* _Задание 1_:
Согласно отрывку о Пастернаке и Грузии, чьи стихи, посвященные Сталину, Пастернак перелагает в начале 30-х?

* _Исходный текст_:
=====

Итог – вперед, но через самонасилие и самоуничтожение:
…весь я рад сойти на нет
В революцьонной воле.
Взлет эмоциональной увлеченности Сталиным и Грузией, тем краем, откуда он происходит, связан и с настоящим, подлинным и полноценным чувством к грузинским поэтам, Тициану Табидзе и Паоло Яшвили, и с полнокровной волной любви-влюбленности в З. Н. Нейгауз, ставшую З. Н. Пастернак. Совместное путешествие по Кавказу, головокружительная любовь и дружба, бессмертная красота края, легенды, поэты, пиры – «малая родина» Сталина, вот что такое Грузия, которая для Пастернака отныне и навсегда станет горячо любимой и священной землей. Трудно, а по-моему, так вовсе невозможно подозревать в Пастернаке двуличие, когда он в начале 30-х перелагает стихи Паоло Яшвили, посвященные Сталину:
Не знаю дня, которого, как небо,
Не обнимали б мысли о тебе.

=====

* _Материал для упражнения_:

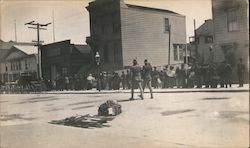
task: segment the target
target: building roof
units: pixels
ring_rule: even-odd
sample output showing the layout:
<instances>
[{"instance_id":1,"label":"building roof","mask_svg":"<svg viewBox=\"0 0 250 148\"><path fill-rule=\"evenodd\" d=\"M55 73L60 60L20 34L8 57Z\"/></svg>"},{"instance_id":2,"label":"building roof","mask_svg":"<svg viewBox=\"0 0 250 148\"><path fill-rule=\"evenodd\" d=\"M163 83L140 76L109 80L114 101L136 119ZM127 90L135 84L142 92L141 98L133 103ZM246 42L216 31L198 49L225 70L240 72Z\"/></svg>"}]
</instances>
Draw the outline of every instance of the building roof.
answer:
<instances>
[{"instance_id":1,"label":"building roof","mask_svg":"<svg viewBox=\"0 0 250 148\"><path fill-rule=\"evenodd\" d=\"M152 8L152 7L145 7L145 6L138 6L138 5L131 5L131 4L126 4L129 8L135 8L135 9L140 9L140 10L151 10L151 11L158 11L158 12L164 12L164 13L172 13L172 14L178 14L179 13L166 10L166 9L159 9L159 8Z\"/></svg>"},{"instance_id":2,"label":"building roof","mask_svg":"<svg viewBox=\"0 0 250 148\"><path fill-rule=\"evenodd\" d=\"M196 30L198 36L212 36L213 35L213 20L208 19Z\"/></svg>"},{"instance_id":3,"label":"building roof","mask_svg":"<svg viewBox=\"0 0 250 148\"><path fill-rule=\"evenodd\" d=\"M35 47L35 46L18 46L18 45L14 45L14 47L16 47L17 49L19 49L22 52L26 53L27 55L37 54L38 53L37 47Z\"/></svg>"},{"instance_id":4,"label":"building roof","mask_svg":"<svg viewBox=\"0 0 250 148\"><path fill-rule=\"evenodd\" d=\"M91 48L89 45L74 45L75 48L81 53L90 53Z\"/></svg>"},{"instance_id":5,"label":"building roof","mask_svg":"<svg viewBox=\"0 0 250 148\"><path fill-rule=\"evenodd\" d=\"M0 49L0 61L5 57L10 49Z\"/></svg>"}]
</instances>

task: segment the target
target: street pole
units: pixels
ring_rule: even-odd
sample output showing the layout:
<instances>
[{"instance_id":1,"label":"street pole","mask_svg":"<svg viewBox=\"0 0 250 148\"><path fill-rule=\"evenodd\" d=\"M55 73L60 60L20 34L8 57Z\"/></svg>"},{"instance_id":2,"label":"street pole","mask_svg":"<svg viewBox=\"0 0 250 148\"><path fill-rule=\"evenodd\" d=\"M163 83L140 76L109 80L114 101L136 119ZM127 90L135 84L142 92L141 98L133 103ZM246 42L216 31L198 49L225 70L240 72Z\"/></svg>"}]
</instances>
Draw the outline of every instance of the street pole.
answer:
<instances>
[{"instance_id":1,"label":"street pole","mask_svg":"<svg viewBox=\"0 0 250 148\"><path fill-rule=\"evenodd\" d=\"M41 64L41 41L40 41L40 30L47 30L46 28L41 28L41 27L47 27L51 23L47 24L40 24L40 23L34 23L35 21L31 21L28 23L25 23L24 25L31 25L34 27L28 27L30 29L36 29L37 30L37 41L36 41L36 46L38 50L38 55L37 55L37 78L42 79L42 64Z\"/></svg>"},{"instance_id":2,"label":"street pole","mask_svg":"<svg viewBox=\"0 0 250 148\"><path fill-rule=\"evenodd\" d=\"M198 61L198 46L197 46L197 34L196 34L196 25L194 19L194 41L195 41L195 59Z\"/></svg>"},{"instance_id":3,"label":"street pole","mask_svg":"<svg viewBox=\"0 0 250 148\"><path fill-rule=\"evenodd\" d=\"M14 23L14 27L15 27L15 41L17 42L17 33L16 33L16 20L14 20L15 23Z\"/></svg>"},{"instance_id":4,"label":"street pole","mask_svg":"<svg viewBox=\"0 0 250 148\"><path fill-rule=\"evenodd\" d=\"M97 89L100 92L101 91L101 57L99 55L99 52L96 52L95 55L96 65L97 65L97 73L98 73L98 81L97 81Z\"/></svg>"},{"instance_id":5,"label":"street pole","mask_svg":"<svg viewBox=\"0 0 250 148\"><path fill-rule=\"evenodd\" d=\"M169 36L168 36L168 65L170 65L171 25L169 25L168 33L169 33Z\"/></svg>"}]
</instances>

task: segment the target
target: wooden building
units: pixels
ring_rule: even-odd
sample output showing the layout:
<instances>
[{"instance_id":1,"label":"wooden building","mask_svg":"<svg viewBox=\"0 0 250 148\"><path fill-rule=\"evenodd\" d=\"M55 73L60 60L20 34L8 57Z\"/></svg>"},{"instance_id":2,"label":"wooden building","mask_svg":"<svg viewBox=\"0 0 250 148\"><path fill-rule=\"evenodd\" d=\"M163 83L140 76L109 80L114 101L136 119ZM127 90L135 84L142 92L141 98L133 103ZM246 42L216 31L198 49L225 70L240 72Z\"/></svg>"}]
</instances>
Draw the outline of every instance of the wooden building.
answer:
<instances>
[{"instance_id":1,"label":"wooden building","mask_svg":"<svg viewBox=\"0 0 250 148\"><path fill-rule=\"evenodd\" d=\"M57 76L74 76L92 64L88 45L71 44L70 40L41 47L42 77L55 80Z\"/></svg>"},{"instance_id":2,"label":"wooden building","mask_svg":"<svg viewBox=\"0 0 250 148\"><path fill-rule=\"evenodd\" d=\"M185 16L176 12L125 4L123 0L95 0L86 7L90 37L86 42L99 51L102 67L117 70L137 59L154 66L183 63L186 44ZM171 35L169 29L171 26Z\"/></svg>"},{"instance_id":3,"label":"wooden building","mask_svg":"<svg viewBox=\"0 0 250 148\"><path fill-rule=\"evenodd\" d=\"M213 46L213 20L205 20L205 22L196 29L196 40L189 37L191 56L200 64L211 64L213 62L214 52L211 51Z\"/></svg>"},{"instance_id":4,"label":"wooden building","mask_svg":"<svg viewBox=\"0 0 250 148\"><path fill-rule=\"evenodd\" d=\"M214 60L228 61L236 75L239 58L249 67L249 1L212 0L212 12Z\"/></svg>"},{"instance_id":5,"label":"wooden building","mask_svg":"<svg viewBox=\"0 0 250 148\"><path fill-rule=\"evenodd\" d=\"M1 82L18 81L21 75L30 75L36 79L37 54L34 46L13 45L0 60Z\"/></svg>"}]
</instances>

=====

* _Задание 2_:
Пожалуйста, покажите все строки записей, где встречается строка «Draw», выписав каждую такую строку целиком. Регистр букв учитывается.

* _Полное решение 1_:
Стихи Паоло Яшвили.

* _Полное решение 2_:
Draw the outline of every instance of the building roof.
Draw the outline of every instance of the street pole.
Draw the outline of every instance of the wooden building.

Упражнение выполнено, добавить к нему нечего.